— START OF THE INPUT —
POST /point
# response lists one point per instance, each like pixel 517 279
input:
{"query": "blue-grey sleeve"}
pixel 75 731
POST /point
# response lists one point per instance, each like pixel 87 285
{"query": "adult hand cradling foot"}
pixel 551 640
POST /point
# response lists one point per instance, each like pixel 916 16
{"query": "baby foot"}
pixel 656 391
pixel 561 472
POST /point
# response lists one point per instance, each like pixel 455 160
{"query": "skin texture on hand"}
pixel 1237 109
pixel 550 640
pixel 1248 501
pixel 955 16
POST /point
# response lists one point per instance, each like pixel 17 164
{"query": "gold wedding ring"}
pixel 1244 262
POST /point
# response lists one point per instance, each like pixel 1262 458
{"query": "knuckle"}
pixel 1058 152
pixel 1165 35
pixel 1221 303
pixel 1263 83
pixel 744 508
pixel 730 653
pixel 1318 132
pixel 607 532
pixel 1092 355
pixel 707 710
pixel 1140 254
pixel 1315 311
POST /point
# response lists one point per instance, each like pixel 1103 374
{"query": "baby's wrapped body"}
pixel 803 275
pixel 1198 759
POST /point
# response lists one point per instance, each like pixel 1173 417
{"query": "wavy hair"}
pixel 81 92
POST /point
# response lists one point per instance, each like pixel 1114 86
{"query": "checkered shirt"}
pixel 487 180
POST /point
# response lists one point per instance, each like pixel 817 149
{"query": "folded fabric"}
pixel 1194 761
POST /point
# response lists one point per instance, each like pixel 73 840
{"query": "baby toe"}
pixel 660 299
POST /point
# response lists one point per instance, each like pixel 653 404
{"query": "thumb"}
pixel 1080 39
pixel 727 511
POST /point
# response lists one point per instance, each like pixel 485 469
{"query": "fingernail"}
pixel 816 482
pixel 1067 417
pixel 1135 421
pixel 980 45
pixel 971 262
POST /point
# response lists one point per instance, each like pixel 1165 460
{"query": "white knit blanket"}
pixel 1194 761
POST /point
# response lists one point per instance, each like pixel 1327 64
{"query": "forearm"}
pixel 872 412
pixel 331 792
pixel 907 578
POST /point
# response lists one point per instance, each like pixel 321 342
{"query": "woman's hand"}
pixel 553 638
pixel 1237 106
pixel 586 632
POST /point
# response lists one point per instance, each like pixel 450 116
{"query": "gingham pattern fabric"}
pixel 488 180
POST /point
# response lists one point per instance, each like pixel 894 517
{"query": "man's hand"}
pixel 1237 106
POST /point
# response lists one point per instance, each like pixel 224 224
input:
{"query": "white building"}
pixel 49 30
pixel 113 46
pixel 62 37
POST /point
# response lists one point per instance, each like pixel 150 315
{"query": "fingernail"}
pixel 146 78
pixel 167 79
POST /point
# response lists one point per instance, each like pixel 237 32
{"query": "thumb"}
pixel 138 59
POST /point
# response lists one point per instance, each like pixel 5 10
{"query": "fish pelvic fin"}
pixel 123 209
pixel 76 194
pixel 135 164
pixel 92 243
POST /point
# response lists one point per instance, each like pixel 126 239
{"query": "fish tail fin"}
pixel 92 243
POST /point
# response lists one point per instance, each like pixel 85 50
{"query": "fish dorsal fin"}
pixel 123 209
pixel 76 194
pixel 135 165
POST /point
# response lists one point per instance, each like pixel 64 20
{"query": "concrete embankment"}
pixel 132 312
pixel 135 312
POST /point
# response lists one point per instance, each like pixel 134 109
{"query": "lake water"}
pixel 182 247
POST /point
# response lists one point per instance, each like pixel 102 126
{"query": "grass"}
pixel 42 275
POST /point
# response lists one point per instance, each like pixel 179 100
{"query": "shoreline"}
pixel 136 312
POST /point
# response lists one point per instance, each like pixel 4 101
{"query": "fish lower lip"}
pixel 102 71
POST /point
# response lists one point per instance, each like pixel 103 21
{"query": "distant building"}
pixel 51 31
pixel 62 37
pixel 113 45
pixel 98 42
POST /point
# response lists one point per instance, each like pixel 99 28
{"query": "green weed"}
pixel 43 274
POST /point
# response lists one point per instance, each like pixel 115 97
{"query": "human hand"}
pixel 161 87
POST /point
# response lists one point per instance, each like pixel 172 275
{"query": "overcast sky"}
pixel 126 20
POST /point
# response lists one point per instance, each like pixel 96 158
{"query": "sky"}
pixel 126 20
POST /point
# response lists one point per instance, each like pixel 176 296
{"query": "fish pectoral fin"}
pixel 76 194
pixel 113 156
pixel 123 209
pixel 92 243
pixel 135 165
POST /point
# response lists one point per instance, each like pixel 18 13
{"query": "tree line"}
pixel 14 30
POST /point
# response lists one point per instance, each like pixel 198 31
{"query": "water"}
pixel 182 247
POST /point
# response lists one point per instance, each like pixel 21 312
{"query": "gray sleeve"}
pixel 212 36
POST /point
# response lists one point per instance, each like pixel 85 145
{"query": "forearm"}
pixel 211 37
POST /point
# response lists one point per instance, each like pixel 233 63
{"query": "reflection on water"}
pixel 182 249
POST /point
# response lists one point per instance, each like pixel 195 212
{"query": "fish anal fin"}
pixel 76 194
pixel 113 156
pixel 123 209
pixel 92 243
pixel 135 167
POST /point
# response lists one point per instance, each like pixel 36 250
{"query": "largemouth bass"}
— END OF THE INPUT —
Make an exact copy of the records.

WORKED SOLUTION:
POST /point
# response lists one point per instance, each like pixel 517 279
input:
{"query": "blue-grey sleeve"}
pixel 75 731
POST /point
# response lists one point per instance, each like pixel 87 285
{"query": "adult hand cradling foot"}
pixel 551 640
POST /point
# response lists one point per instance, each like pixel 916 16
{"query": "baby foot"}
pixel 656 391
pixel 561 472
POST /point
# response lists one point per instance, each like pixel 455 160
{"query": "skin texture on hand"}
pixel 1237 109
pixel 550 640
pixel 1248 501
pixel 955 16
POST /point
# response lists one point per instance, each like pixel 17 164
{"query": "gold wedding ring"}
pixel 1244 262
POST /point
# response lists one point per instance, each like pixel 1262 458
{"query": "knuckle"}
pixel 1058 152
pixel 1165 35
pixel 1221 303
pixel 1263 83
pixel 744 508
pixel 730 653
pixel 1318 132
pixel 607 532
pixel 1092 355
pixel 707 710
pixel 1140 254
pixel 1315 311
POST /point
# response lists one point per instance, each like pixel 1103 374
{"query": "baby's wrapped body"}
pixel 803 275
pixel 1198 759
POST /point
# response lists one point per instance, each like pixel 1173 417
{"query": "wavy hair"}
pixel 81 92
POST /point
# response lists one point per instance, each like pixel 1114 86
{"query": "checkered shirt"}
pixel 487 180
POST /point
# response lists one point per instance, each like pixel 817 149
{"query": "folded fabric"}
pixel 1194 761
POST /point
# response lists one point per instance, each like pixel 73 840
{"query": "baby toe"}
pixel 660 299
POST /point
# response lists one point per instance, each like pixel 653 404
{"query": "thumb"}
pixel 1080 39
pixel 727 511
POST /point
# response lists one point per instance, each like pixel 485 469
{"query": "fingernail"}
pixel 816 482
pixel 1067 417
pixel 1135 421
pixel 980 45
pixel 971 262
POST /point
# response lists one point per instance, each like pixel 1165 460
{"query": "white knit blanket"}
pixel 1194 761
POST /point
# response lists one point per instance, each like pixel 1327 64
{"query": "forearm"}
pixel 872 412
pixel 331 792
pixel 907 578
POST /point
# response lists one point per instance, each like pixel 321 342
{"query": "woman's hand"}
pixel 553 638
pixel 1237 106
pixel 586 632
POST /point
# response lists one point per instance, each like pixel 450 116
{"query": "gingham pattern fabric"}
pixel 488 180
POST /point
# response lists one point per instance, each like pixel 894 517
{"query": "man's hand"}
pixel 1237 106
POST /point
# response lists one point per instance, each like pixel 224 224
input:
{"query": "white building"}
pixel 49 30
pixel 113 46
pixel 62 37
POST /point
# response lists one point per instance, each like pixel 150 315
{"query": "fingernail"}
pixel 146 78
pixel 167 79
POST /point
# response lists one point per instance, each like pixel 237 32
{"query": "thumb"}
pixel 138 59
POST /point
# response lists one point per instance, each like pixel 5 10
{"query": "fish pelvic fin"}
pixel 123 209
pixel 76 194
pixel 135 164
pixel 92 243
POST /point
# response lists one point per instance, each like pixel 126 239
{"query": "fish tail fin"}
pixel 92 243
POST /point
# response lists one point per instance, each like pixel 85 50
{"query": "fish dorsal fin"}
pixel 123 209
pixel 76 194
pixel 135 165
POST /point
# response lists one point per instance, each like pixel 64 20
{"query": "concrete embankment"}
pixel 132 312
pixel 135 312
POST /point
# response lists one point per instance, each like pixel 134 109
{"query": "lake water"}
pixel 182 247
POST /point
# response lists one point per instance, each like pixel 102 126
{"query": "grass"}
pixel 42 275
POST /point
# response lists one point per instance, each like pixel 179 100
{"query": "shoreline"}
pixel 136 312
POST /point
# response lists one point per instance, each like pixel 4 101
{"query": "fish lower lip"}
pixel 102 71
POST /point
# response lists one point per instance, each like pixel 103 21
{"query": "distant building"}
pixel 51 31
pixel 62 37
pixel 113 45
pixel 98 42
POST /point
# response lists one point per instance, each like pixel 99 28
{"query": "green weed"}
pixel 43 274
POST /point
# response lists one point per instance, each like pixel 115 97
{"query": "human hand"}
pixel 161 87
POST /point
# response lists one point per instance, each like pixel 172 275
{"query": "overcast sky"}
pixel 126 20
POST /point
# response lists one point per instance, each like pixel 96 158
{"query": "sky"}
pixel 126 20
POST /point
# response lists one point per instance, each like pixel 176 296
{"query": "fish pectoral fin"}
pixel 76 194
pixel 113 156
pixel 123 209
pixel 92 243
pixel 135 165
POST /point
# response lists one point per instance, each like pixel 18 13
{"query": "tree line"}
pixel 14 30
POST /point
# response lists one point per instance, each like pixel 198 31
{"query": "water"}
pixel 182 247
POST /point
# response lists one point per instance, each like pixel 21 312
{"query": "gray sleeve"}
pixel 212 36
POST /point
# response lists one point per instance, each like pixel 85 145
{"query": "forearm"}
pixel 211 37
POST /point
# response lists one point per instance, each like pixel 233 63
{"query": "reflection on water"}
pixel 182 249
POST /point
# response lists one point per instance, each like pixel 195 212
{"query": "fish anal fin"}
pixel 76 194
pixel 113 156
pixel 123 209
pixel 92 243
pixel 135 167
POST /point
# response lists one point per instance, each like pixel 36 250
{"query": "largemouth bass"}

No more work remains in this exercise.